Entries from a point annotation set
* Start *

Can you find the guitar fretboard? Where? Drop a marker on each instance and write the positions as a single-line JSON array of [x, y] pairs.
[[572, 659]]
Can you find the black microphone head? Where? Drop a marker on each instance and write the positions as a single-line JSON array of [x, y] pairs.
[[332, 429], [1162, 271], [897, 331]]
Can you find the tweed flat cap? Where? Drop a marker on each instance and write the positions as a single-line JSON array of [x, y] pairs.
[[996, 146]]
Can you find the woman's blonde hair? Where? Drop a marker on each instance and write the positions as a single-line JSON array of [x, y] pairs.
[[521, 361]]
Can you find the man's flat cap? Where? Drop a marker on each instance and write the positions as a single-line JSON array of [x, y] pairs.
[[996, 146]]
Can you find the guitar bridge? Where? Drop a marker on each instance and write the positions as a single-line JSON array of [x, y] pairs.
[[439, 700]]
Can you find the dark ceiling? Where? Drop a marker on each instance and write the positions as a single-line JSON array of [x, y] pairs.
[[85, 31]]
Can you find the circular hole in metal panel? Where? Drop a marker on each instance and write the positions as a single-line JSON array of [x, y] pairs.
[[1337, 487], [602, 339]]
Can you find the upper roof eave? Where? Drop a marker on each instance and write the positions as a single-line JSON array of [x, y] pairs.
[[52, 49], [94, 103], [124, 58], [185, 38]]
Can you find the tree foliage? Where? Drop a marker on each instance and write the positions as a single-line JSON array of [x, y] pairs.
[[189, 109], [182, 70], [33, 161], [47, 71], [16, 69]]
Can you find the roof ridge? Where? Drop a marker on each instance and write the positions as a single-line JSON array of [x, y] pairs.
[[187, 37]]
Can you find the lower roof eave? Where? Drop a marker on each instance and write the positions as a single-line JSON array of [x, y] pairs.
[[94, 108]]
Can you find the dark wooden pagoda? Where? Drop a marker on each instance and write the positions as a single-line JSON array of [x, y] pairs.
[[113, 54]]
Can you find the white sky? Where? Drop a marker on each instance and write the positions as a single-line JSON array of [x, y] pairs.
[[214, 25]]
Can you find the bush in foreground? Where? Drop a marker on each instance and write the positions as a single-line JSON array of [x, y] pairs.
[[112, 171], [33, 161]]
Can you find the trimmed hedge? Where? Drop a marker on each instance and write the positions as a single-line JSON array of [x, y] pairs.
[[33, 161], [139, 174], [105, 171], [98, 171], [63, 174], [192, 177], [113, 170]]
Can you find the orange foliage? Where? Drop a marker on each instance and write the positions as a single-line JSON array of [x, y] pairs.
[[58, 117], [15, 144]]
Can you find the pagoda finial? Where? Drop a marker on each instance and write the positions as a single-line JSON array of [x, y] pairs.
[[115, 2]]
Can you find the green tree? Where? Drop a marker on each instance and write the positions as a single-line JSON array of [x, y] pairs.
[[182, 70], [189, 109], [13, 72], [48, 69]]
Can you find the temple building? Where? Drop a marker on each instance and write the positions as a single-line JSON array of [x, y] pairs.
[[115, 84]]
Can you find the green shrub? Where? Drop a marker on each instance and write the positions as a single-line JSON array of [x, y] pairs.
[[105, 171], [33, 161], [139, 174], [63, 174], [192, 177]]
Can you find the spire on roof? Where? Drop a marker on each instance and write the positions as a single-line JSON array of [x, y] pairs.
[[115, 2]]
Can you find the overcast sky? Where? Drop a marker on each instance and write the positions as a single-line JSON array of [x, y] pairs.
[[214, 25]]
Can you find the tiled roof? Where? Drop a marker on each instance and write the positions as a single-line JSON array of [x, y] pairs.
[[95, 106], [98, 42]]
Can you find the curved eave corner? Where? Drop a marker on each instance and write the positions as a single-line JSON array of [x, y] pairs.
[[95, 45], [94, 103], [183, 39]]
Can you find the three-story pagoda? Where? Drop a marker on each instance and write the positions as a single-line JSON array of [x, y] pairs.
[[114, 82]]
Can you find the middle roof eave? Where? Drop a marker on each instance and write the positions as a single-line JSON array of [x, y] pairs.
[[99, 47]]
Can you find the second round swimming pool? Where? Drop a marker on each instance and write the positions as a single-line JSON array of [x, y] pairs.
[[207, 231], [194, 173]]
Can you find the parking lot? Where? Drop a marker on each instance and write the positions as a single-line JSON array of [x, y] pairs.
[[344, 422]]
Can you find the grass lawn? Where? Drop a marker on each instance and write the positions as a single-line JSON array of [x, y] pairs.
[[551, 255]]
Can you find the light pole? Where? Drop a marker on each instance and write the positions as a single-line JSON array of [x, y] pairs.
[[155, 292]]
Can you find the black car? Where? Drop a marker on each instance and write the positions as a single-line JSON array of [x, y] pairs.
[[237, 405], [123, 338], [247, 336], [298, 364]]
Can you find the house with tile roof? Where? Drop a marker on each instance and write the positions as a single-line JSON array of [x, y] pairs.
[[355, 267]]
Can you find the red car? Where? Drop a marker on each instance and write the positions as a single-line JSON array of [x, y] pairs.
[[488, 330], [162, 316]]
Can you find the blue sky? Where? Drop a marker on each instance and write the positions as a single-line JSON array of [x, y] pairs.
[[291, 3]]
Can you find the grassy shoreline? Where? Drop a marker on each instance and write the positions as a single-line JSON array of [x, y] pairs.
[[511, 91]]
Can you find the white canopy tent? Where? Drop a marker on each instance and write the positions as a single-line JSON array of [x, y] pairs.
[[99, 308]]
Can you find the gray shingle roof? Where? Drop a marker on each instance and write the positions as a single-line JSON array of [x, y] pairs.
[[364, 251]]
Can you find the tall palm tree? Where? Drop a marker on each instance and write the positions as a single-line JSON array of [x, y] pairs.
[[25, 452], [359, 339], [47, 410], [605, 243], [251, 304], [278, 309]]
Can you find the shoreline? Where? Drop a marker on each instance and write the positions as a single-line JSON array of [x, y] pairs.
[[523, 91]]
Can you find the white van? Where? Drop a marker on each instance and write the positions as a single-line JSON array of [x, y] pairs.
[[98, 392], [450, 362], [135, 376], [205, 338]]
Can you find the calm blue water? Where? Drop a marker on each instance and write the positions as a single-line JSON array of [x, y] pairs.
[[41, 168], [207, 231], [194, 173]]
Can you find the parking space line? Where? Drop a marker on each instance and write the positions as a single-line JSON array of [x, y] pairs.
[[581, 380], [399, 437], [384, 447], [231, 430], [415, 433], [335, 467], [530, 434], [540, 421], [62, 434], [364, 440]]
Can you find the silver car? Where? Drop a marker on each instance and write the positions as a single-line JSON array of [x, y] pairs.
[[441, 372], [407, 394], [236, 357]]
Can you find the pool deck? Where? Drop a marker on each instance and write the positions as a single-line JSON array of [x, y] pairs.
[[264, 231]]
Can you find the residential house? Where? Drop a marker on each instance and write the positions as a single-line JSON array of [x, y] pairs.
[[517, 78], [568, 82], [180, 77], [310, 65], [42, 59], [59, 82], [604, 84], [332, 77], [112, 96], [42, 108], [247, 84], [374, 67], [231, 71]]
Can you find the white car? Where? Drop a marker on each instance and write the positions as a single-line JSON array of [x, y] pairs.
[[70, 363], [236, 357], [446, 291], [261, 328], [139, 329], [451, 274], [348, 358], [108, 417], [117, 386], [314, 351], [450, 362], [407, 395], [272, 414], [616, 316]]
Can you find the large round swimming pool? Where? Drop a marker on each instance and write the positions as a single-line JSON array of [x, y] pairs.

* End *

Reproduce every one of the records above verbatim, keeping each line unchanged.

Can you find the guitar fretboard? Where? Drop a marker on each instance and write the positions as a single-line JSON array of [x, y] pairs.
[[572, 659]]
Can you find the black microphone head? Where? Drop a marker on each instance and write the positions as a single-line JSON array of [x, y] pairs.
[[332, 429], [1162, 271], [897, 331]]
Can you find the tweed flat cap? Where? Drop a marker on each instance and write the positions as a single-line JSON array of [x, y] pairs.
[[996, 146]]
Can you find the woman's blonde hair? Where? Drop a marker on each instance and write the positions as a single-line JSON array of [x, y] pairs.
[[521, 361]]
Can you find the man's flat cap? Where? Drop a marker on each instance and write the positions as a single-line JSON array of [x, y] pairs.
[[996, 146]]
Can you find the guitar bridge? Where? Drop a marker on each instance and write the positions as a single-line JSON array of [x, y] pairs.
[[439, 700]]
Can you find the dark ceiling? Where? Drop a marker on each instance and write the positions as a single-line JSON array of [x, y] pairs.
[[85, 31]]
Can you find the circular hole in metal panel? Where? Drop a marker on each instance and write the positions as a single-line JSON array of [x, y] pairs.
[[1337, 487], [602, 339]]
Can you find the upper roof eave? Where? Drop a marker on each instance and write the positions as a single-line JSON array of [x, y] pairs.
[[52, 49], [94, 103], [124, 58], [185, 38]]
Can you find the tree foliage? Where? Drop a marker on each instance and write the positions as a single-line JSON array of [x, y] pairs.
[[189, 109], [182, 70], [33, 161], [47, 71], [16, 69]]
Can you find the roof ridge? Where? Drop a marker on each instance and write the positions as a single-line JSON array of [x, y] pairs.
[[187, 37]]
Can you find the lower roof eave? Where? Drop a marker on each instance and write the positions as a single-line JSON array of [x, y] pairs.
[[94, 108]]
Can you find the dark wooden pagoda? Where? Drop a marker on each instance and write the positions as a single-line JSON array of [x, y] pairs.
[[113, 54]]
Can you find the white sky? Where? Drop a marker on each instance and write the positions as a single-line JSON array of [x, y] pairs.
[[214, 25]]
Can you find the bush in foreground? Where? Drop a marker on each instance and write the positions as a single-line JSON array of [x, y] pairs.
[[112, 171], [33, 161]]
Can you find the trimmed hedge? Where? Drop a marker on each instance and write the positions as a single-line JSON array of [x, y] pairs.
[[33, 161], [139, 174], [105, 171], [98, 171], [63, 174], [192, 177], [113, 170]]
Can you find the orange foliage? Where? Drop a marker on each instance and write the positions as a single-line JSON array of [x, y] pairs.
[[58, 117], [15, 144]]
Can you find the pagoda finial? Where? Drop a marker on each instance and write the positions as a single-line JSON array of [x, y] pairs.
[[115, 2]]
Can you find the green tree? Where? Drop a marker on each instance and write the positions as a single-line JSON array of [x, y] pairs.
[[182, 70], [189, 109], [13, 72], [48, 69]]
Can you find the temple building? Where? Drop a marker on each instance and write the positions as a single-line JSON array of [x, y] pairs.
[[115, 84]]
Can you find the green shrub? Where? Drop a marker on each instance and write the positions as a single-line JSON array of [x, y] pairs.
[[105, 171], [33, 161], [139, 174], [63, 174], [192, 177]]
Can you find the spire on roof? Where? Drop a marker on each instance and write the positions as a single-line JSON array of [x, y] pairs.
[[115, 2]]
Can you find the overcast sky? Where? Drop a marker on each instance and write the positions as a single-line JSON array of [x, y] pairs.
[[214, 25]]
Can you find the tiled roof? Where? Drop a marker on each instance and write the positions as a single-line JSON array of [x, y] pairs.
[[95, 106], [98, 42]]
Can you find the curved eave corner? Where? Drop a marker on each instance and write the positions as a single-line JSON array of [x, y] pairs.
[[95, 45], [94, 103], [183, 39]]
Can you find the three-story pagoda? Where? Drop a marker on each instance and write the positions as a single-line JSON array of [x, y] pairs.
[[114, 82]]
Can you find the middle roof eave? Where? Drop a marker on each instance and write the positions as a single-line JSON array of [x, y] pairs.
[[99, 47]]
Can you find the second round swimming pool? Where? Drop a marker on each instance and write the positions as a single-line JSON array of [x, y] pairs.
[[207, 231], [194, 173]]
Can you find the parking lot? Where? Drop a marker on each instance and write the positions as a single-line JSON array of [x, y] pairs.
[[344, 422]]
Can you find the grass lawn? Where? Drop a marker on each instance and write the positions as a single-line JSON array of [x, y] pairs.
[[551, 255]]
Can you find the light pole? Where? Drop a marker on each instance and write the positions as a single-line JSON array of [x, y] pairs.
[[155, 292]]
Can you find the black car? Where? Drop a marker on each instance and write the positions as a single-line JSON array of [x, y] pairs.
[[237, 405], [123, 338], [247, 336], [298, 364]]
Can you find the house with tile roof? Where? Drop a marker on each instance and write the positions as a single-line JSON array of [x, y] pairs.
[[355, 267]]
Can you find the red car? Where? Drop a marker on each instance and write the positions as a single-line JSON array of [x, y] pairs.
[[488, 330], [162, 316]]
Can you find the blue sky? Where? Drop a marker on each instance and write the positions as a single-line JSON array of [x, y] pairs.
[[291, 3]]
Can you find the grassy shoreline? Where? Drop a marker on each instance and write the positions as a single-line JSON array of [x, y] pairs.
[[511, 91]]
Can you find the white canopy tent? Where? Drop a marker on each instance and write the positions as a single-line JSON array of [x, y] pairs.
[[99, 308]]
Can you find the gray shingle roof? Where? Drop a marker on each instance and write the positions as a single-line JSON array of [x, y] pairs.
[[364, 251]]
Can you find the tall palm tree? Where? Drop a marker on each instance and write the positions as a single-line JSON array of [x, y] pairs.
[[25, 452], [359, 339], [47, 410], [605, 243], [251, 304], [278, 309]]
Can you find the shoreline? Where? Drop a marker on each instance and write the positions as a single-line JSON array of [x, y] pairs.
[[523, 91]]
Can you find the white van? Where? Drop a marker on each instance and write the positions as a single-line JSON array of [x, y] pairs.
[[98, 392], [450, 362], [135, 376], [205, 338]]
Can you find the calm blue water? Where? Drop a marker on each instance and write the positions as a single-line JSON array of [x, y] pairs.
[[41, 168], [207, 231], [194, 173]]
Can you find the parking space line? Where? Drop a marker on each instance and write the positions as a single-line JSON array of [x, y] pairs.
[[581, 380], [399, 437], [384, 447], [231, 430], [415, 433], [335, 467], [530, 434], [540, 421], [62, 434], [364, 440]]
Can you find the silver car? Where? Drop a marker on each instance and write the positions as a single-line JSON array of [x, y] pairs.
[[441, 372], [407, 394], [236, 357]]
Can you find the pool deck? Where? Drop a marker on each instance and write the positions as a single-line JSON array of [x, y] pairs.
[[264, 231]]
Can you find the residential house? Where? Drop a marker on each instance and write the positions as a single-line JSON array of [x, y] pairs.
[[517, 78], [568, 82], [180, 77], [310, 65], [42, 59], [59, 82], [604, 84], [332, 77], [112, 96], [42, 108], [247, 84], [374, 67], [231, 71]]
Can you find the white car? Where? Drop a marker on each instance and write the positions as a single-line JSON array of [x, y] pairs.
[[70, 363], [236, 357], [446, 291], [261, 328], [139, 329], [451, 274], [348, 358], [108, 417], [117, 386], [314, 351], [450, 362], [407, 395], [272, 414], [616, 316]]
Can you find the large round swimming pool? Where? Drop a marker on each instance and write the positions as a single-line JSON array of [x, y] pairs.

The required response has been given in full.